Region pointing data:
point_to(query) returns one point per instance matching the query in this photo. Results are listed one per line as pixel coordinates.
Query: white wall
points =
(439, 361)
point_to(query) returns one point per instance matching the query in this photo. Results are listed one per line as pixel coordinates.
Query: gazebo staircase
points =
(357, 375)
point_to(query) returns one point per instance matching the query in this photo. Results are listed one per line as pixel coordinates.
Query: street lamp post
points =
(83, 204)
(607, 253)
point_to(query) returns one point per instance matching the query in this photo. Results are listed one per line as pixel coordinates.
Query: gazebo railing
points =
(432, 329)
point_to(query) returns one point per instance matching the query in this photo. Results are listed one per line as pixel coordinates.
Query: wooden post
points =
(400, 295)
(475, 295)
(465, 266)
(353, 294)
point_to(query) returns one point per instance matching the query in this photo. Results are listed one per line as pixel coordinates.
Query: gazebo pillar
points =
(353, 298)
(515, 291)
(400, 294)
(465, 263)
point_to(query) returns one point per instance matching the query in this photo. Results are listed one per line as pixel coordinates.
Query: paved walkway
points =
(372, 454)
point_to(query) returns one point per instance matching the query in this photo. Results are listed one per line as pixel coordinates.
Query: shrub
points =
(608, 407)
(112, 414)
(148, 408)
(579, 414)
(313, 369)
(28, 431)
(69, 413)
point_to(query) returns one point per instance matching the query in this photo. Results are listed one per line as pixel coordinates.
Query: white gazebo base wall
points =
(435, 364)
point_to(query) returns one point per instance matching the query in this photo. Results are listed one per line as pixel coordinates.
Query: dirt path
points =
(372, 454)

...

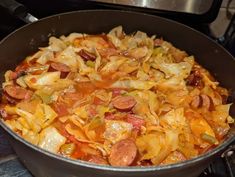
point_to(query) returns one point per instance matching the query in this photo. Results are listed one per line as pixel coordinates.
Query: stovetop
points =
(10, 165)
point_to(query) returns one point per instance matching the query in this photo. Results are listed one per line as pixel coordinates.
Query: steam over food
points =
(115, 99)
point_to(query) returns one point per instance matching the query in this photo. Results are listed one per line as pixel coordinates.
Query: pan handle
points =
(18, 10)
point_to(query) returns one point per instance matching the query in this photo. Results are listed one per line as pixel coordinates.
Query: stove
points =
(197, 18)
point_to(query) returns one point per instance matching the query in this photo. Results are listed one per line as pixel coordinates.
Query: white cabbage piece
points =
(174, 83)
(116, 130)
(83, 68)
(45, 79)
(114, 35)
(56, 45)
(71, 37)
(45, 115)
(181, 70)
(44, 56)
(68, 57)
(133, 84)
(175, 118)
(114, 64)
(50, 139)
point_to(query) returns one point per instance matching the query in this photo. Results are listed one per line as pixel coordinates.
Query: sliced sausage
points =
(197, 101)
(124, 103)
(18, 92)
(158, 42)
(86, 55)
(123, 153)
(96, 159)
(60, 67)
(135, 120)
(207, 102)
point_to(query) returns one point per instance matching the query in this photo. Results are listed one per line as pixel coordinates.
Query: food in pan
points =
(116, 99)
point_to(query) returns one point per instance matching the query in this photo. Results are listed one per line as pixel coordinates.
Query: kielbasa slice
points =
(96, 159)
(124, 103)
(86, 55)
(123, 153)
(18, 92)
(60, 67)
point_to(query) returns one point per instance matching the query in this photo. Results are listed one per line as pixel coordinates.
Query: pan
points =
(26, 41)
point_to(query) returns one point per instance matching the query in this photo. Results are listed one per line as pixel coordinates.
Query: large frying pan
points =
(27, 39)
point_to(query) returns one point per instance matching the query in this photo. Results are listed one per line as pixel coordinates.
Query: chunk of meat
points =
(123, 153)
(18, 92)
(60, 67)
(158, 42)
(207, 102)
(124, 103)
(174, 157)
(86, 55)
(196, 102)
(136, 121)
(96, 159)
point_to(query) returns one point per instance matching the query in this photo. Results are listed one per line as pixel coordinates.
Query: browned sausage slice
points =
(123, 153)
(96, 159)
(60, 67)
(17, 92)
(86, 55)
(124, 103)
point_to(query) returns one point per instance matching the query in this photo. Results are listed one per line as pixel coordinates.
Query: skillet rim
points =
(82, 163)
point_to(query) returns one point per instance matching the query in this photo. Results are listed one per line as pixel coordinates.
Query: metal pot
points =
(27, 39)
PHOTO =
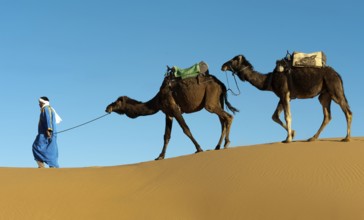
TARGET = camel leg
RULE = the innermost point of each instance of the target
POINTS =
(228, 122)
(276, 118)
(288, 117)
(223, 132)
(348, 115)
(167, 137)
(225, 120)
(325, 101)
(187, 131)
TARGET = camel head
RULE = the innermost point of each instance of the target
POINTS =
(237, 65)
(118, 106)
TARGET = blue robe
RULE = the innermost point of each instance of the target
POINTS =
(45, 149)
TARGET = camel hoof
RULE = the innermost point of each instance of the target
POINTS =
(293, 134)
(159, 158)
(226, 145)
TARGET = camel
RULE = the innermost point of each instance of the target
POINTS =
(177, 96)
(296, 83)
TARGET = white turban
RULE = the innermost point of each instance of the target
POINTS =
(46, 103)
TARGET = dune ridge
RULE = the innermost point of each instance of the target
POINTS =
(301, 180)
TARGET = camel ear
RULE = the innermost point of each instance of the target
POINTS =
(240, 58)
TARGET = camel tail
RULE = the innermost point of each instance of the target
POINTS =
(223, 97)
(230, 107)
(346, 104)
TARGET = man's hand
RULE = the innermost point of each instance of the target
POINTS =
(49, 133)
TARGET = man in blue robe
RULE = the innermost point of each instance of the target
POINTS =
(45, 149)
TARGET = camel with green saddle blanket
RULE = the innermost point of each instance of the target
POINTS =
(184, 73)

[Your objective]: Collect from the data above every line that includes "camel".

[Response]:
TARGET = camel leg
TARGET = camel head
TARGET = camel hoof
TARGET = camel
TARGET = camel ear
TARGET = camel tail
TARGET = camel with green saddle blanket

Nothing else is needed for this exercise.